Start of Source material

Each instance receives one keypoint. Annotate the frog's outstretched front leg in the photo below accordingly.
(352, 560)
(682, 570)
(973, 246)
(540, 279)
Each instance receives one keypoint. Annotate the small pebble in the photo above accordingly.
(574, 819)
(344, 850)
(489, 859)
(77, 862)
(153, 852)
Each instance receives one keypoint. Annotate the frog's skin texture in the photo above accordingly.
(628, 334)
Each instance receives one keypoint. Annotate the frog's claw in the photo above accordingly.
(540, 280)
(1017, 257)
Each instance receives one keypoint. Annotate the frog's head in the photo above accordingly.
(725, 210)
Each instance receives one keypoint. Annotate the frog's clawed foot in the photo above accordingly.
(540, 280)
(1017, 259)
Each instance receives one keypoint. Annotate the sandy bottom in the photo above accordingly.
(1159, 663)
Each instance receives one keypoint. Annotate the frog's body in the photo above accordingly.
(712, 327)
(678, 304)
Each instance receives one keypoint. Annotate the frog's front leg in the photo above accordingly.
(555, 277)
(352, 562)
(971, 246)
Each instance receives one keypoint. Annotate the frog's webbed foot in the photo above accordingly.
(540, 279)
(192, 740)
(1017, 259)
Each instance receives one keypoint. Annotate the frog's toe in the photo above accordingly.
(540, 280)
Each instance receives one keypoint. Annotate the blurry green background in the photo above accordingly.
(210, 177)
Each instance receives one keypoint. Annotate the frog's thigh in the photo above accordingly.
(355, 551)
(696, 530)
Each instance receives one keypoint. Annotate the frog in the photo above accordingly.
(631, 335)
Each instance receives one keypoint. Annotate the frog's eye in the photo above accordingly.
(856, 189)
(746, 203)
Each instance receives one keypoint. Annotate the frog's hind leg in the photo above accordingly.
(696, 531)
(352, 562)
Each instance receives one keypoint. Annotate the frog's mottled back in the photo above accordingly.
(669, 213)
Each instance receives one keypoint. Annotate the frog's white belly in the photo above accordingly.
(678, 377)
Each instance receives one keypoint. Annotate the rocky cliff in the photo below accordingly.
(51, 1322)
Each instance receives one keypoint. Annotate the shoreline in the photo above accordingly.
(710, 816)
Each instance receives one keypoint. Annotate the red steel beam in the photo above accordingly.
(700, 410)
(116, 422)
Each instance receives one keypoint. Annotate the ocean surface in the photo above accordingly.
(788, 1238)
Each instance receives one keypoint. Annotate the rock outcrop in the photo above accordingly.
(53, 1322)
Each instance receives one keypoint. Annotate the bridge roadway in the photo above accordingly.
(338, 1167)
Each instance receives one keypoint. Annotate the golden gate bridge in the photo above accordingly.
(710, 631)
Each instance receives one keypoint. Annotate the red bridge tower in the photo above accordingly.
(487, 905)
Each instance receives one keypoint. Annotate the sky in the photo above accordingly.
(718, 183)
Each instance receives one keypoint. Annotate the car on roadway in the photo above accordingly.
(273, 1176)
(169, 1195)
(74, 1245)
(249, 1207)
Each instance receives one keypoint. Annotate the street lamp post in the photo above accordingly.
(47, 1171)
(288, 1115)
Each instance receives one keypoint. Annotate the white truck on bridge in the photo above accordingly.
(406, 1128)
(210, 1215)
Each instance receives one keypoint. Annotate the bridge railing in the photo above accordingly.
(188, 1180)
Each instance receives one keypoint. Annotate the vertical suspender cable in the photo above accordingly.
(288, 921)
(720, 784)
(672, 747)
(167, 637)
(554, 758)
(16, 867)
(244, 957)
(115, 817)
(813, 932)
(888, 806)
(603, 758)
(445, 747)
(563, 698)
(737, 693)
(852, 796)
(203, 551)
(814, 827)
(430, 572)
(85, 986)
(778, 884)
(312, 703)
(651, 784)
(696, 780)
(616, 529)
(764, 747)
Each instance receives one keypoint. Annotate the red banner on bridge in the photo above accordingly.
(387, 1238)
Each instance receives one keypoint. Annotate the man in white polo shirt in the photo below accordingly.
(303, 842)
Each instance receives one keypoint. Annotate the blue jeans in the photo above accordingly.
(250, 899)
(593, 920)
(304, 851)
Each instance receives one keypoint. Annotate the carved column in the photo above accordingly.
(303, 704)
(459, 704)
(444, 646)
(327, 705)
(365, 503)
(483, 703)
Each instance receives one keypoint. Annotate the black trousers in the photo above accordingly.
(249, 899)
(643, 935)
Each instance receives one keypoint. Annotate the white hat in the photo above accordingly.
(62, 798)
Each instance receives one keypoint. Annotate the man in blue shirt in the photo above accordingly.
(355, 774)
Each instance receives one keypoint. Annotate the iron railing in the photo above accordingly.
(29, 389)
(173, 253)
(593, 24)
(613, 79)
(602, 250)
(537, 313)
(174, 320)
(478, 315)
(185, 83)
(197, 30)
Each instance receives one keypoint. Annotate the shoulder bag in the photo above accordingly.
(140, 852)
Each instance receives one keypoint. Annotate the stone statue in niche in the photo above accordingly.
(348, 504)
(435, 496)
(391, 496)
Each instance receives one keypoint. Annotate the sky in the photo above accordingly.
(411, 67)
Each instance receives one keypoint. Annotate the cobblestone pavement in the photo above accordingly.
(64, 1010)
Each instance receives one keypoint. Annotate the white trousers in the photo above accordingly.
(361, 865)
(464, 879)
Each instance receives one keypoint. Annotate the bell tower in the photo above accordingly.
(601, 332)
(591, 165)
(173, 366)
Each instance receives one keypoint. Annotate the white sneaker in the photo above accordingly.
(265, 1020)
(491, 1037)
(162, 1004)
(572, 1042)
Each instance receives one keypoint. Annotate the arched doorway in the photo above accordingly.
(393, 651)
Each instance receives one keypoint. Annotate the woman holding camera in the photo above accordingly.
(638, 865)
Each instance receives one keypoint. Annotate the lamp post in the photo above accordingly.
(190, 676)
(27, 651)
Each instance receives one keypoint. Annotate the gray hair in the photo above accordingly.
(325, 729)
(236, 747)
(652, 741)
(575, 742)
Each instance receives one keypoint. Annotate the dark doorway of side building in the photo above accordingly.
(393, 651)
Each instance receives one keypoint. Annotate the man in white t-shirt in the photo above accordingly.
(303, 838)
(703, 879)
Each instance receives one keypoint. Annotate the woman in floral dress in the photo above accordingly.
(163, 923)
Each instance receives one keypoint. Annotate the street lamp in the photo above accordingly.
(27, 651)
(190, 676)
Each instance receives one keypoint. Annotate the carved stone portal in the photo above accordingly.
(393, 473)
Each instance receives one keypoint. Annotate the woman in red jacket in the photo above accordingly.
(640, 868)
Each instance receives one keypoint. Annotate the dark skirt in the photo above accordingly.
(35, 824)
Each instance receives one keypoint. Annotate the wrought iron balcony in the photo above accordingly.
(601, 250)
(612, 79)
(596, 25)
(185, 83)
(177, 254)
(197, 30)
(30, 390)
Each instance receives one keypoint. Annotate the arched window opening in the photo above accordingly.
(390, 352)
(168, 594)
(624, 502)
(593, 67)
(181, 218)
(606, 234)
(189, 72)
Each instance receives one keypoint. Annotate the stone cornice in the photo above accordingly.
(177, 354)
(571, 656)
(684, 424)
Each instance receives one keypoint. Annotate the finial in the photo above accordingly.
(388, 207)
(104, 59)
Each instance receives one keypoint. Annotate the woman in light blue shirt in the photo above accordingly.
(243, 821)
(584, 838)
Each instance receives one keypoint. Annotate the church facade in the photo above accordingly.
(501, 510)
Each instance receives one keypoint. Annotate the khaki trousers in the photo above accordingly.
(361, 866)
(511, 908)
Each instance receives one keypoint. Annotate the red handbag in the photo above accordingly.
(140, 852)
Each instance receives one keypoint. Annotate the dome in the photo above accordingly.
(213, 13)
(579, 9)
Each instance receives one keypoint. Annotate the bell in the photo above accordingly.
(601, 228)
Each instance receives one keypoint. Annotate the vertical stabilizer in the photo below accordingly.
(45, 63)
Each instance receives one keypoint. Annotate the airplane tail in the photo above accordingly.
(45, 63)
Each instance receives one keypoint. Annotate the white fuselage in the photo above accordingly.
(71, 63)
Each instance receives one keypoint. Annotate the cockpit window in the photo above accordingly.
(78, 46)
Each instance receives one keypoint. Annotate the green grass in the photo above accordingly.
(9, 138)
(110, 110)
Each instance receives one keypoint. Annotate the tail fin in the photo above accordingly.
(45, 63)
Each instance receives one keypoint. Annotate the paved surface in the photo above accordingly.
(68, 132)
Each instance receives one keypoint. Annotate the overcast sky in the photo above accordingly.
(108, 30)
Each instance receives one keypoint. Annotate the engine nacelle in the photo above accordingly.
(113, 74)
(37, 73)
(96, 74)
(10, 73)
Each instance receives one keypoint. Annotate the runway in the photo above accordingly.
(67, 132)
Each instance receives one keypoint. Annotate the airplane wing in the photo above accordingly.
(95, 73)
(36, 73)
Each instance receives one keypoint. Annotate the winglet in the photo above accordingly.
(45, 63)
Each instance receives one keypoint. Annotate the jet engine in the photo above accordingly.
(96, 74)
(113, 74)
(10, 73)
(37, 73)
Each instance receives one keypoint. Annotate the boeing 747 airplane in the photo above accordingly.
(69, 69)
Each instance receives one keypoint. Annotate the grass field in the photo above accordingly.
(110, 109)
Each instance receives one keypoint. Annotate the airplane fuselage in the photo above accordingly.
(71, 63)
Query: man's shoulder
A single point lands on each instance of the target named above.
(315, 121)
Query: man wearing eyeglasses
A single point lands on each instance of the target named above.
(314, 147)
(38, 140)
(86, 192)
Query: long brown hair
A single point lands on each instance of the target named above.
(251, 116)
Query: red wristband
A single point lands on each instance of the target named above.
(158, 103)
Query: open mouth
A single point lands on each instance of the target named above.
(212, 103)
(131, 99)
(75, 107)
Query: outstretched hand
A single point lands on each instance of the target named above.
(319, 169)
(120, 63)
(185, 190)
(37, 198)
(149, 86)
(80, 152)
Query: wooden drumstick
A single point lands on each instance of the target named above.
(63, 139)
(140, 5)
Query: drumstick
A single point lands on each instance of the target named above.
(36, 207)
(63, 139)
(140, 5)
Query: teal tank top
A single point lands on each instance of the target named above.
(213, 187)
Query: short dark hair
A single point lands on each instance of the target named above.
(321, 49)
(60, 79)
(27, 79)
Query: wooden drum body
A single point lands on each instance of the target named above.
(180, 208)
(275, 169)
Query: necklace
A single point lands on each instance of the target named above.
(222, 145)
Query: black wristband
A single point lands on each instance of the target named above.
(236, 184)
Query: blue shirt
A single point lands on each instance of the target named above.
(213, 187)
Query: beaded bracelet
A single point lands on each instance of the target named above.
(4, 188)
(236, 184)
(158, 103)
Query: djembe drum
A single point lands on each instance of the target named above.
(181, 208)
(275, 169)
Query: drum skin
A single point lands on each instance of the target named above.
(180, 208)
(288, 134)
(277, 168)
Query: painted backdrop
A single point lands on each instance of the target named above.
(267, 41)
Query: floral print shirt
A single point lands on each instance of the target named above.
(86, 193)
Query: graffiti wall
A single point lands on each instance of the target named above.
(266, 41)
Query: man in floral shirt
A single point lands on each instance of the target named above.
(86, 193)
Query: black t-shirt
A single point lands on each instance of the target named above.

End of Source material

Task requirements » Reproduce exactly the stretch of lines that starts at the one containing "Query: drum skin" and ends with the final line of the data, including both ends and nothing more.

Solution for this task »
Query: drum skin
A single point lands on each instance of the target named above.
(180, 208)
(288, 134)
(277, 168)
Query: painted backdrop
A single point lands on each instance of the target named above.
(267, 41)
Query: floral print shirt
A single point lands on each instance of the target named above.
(86, 193)
Query: graffiti wall
A single point lands on each instance of the target named above.
(266, 41)
Query: man in floral shirt
A single point lands on each instance of the target named above.
(86, 193)
Query: black t-shirt
A single point lands on each instance of the target named above.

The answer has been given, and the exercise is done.